## Yapılacak işler:
A: Metne göre bir kişiyi sevmek ya da sevmemek neden zorunlu bir durum olamaz?
B: Aşağıdaki metinde "insanın yaşadığı topraklarda" ifadesinden "beklenmiyor bu durum." ifadesine kadar her şeyi aynen yazıya geçir.
C: Şu ifadelerin aşağıdaki metinle uyuşup uyuşmadığını belirt: (i) Bu durum, düşünceleri sapmış gençlerden beklenmiyor. (ii) Bir kişiyi sevmek zorunlu bir durumdur. (iii) Söz konusu şey, yaşadığı anın kıymetini bilen her Türk gencinin yapması gerekendir. Her biri için evet ya da hayır de ve karara temel olan sözleri metinden birebir alıntıla.
:: Belge bölümü
"onu sevme zorunlulugum yok" demeyi bile ona borclu oldugunu unutan vatan, millet, toprak, bolunmezlik ne demek bilmeyen, bilmek istemeyen insanın hissedigi zorunluluk.
insanın yaşadığı topraklarda özgür ve bağımsız olmasını sağlayan yüce bir kişiliği sevmemesi o insanın kendisine hakarettir diye düşünülmesi gerekir ama tabii ki asla zorunlu bir durum olamaz bir kişiyi sevme ya da sevmeme çünkü bu bir haktır.
zorunluluk değil yaşadığı anın kıymetini bilen her türk gencinin yapması gerekendir. tarihle ilgili hiçbir bilgisi olmayan, düşünceleri sapmış gençlerden zaten beklenmiyor bu durum.
::::
:: Verilen satırlar
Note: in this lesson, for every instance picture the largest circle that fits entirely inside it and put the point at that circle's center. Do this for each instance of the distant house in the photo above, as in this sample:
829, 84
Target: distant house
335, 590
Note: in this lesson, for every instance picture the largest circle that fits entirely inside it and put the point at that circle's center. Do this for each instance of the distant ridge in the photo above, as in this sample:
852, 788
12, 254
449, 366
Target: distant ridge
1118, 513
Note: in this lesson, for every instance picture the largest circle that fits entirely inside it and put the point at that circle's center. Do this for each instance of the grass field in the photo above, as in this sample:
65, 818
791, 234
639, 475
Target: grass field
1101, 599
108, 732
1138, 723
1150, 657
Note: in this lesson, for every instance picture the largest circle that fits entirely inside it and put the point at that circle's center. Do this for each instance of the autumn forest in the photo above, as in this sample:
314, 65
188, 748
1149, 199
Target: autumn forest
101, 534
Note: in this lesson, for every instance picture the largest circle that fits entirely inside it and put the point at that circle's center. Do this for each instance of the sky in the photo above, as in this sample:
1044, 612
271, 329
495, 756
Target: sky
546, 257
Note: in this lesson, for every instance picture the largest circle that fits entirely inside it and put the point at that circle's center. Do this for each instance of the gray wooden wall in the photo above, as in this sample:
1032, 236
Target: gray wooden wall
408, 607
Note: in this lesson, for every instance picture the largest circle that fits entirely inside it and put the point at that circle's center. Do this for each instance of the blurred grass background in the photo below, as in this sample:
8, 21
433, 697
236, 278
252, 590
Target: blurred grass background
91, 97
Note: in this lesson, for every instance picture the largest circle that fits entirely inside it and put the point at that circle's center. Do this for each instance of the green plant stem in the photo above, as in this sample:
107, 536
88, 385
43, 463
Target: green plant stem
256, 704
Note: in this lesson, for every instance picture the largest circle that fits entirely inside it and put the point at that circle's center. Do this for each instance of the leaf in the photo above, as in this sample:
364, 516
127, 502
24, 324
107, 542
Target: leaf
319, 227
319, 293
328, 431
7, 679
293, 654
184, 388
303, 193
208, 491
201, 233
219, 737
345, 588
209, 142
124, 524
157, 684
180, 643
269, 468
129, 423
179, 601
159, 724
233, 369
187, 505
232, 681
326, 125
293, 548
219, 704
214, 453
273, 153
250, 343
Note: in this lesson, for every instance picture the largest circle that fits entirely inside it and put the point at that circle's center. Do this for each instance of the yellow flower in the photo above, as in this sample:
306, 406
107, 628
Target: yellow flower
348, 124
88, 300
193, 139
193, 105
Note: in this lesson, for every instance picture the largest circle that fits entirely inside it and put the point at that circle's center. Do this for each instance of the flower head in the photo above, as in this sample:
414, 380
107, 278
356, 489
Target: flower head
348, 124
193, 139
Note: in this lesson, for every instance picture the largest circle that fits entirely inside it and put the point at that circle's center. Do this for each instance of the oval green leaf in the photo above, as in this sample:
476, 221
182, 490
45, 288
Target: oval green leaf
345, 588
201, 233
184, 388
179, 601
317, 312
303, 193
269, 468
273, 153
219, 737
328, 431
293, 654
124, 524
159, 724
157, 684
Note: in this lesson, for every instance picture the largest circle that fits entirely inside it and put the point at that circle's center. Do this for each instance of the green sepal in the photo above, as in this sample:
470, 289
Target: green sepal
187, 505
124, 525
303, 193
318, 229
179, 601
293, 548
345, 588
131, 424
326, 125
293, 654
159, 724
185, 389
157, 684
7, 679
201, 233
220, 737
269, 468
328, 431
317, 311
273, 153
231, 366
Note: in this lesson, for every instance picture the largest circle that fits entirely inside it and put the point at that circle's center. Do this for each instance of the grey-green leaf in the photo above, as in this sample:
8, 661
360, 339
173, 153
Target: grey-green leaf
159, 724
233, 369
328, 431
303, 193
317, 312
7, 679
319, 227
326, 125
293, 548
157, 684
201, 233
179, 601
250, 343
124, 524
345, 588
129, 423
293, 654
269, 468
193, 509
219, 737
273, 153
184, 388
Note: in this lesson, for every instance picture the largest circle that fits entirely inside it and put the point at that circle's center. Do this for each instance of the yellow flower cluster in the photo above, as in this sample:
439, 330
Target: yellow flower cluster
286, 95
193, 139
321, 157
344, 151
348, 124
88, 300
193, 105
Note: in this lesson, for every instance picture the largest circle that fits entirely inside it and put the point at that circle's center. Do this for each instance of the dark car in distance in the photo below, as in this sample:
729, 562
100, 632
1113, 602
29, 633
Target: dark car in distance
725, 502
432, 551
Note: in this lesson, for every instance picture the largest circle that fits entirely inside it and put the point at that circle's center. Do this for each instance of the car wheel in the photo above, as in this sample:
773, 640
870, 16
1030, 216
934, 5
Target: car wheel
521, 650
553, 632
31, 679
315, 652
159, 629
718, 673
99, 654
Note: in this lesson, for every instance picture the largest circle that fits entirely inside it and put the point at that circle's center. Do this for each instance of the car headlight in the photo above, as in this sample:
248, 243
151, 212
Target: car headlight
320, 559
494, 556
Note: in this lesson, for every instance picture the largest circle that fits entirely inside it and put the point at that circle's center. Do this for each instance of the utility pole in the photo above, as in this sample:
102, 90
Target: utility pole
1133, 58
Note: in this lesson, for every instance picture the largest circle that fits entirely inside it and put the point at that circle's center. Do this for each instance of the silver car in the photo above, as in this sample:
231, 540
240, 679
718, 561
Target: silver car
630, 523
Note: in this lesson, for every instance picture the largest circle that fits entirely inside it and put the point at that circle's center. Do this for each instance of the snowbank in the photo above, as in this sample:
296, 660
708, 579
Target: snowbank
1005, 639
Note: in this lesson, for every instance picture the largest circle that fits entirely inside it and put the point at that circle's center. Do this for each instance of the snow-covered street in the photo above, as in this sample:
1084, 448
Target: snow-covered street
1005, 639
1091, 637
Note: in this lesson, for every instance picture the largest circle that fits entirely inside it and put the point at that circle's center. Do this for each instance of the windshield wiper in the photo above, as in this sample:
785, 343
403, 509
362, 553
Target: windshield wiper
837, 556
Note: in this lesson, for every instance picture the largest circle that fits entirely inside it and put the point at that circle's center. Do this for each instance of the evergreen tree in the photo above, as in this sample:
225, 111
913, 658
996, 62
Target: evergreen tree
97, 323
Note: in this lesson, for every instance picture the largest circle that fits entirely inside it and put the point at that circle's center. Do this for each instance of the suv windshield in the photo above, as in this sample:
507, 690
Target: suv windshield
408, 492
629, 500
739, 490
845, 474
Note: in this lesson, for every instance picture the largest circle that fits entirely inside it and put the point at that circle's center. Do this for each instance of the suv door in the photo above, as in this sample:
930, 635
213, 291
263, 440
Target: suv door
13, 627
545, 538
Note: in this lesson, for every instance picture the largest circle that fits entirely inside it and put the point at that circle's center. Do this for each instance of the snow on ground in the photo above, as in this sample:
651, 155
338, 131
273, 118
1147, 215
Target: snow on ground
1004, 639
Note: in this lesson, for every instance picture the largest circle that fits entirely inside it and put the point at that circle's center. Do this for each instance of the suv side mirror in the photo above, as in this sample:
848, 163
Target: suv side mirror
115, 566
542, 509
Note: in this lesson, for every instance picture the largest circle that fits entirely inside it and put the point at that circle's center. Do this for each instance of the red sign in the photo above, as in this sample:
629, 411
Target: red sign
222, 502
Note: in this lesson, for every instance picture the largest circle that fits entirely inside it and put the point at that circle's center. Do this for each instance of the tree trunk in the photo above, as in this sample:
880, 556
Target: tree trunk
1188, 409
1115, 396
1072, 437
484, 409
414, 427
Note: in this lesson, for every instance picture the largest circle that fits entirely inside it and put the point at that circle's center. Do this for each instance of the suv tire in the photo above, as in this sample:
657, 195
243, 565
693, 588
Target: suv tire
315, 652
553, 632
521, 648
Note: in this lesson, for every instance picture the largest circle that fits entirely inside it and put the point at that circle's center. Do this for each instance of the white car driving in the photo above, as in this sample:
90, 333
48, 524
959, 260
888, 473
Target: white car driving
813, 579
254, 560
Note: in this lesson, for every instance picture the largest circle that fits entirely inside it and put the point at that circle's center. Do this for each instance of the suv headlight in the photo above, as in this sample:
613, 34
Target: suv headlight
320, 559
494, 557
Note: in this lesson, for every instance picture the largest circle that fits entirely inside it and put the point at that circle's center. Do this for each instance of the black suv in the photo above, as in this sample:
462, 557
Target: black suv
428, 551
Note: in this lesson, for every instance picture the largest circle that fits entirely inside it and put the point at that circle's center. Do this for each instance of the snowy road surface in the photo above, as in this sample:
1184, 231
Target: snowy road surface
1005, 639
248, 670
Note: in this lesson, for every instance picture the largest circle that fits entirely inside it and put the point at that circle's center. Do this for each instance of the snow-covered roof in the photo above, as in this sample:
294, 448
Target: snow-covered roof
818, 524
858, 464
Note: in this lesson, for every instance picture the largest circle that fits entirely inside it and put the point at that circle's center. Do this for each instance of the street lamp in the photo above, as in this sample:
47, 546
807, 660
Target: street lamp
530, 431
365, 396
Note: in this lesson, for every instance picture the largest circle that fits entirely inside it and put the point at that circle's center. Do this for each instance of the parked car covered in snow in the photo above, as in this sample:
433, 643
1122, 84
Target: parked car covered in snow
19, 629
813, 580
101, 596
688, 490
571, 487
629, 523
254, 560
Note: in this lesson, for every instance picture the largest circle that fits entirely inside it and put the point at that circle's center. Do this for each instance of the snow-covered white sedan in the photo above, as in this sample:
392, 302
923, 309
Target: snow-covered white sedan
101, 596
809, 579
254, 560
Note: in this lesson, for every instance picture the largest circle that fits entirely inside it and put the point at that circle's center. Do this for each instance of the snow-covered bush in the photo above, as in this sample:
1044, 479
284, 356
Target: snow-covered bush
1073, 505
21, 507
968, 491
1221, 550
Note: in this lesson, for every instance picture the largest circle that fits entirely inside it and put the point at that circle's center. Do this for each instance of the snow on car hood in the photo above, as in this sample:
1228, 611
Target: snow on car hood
::::
## Yazılı cevaplar:
A: Çünkü bu bir haktır.

B:
insanın yaşadığı topraklarda özgür ve bağımsız olmasını sağlayan yüce bir kişiliği sevmemesi o insanın kendisine hakarettir diye düşünülmesi gerekir ama tabii ki asla zorunlu bir durum olamaz bir kişiyi sevme ya da sevmeme çünkü bu bir haktır.
zorunluluk değil yaşadığı anın kıymetini bilen her türk gencinin yapması gerekendir. tarihle ilgili hiçbir bilgisi olmayan, düşünceleri sapmış gençlerden zaten beklenmiyor bu durum.

C:
(i) Evet: "tarihle ilgili hiçbir bilgisi olmayan, düşünceleri sapmış gençlerden zaten beklenmiyor bu durum."
(ii) Hayır: "ama tabii ki asla zorunlu bir durum olamaz bir kişiyi sevme ya da sevmeme çünkü bu bir haktır."
(iii) Evet: "zorunluluk değil yaşadığı anın kıymetini bilen her türk gencinin yapması gerekendir."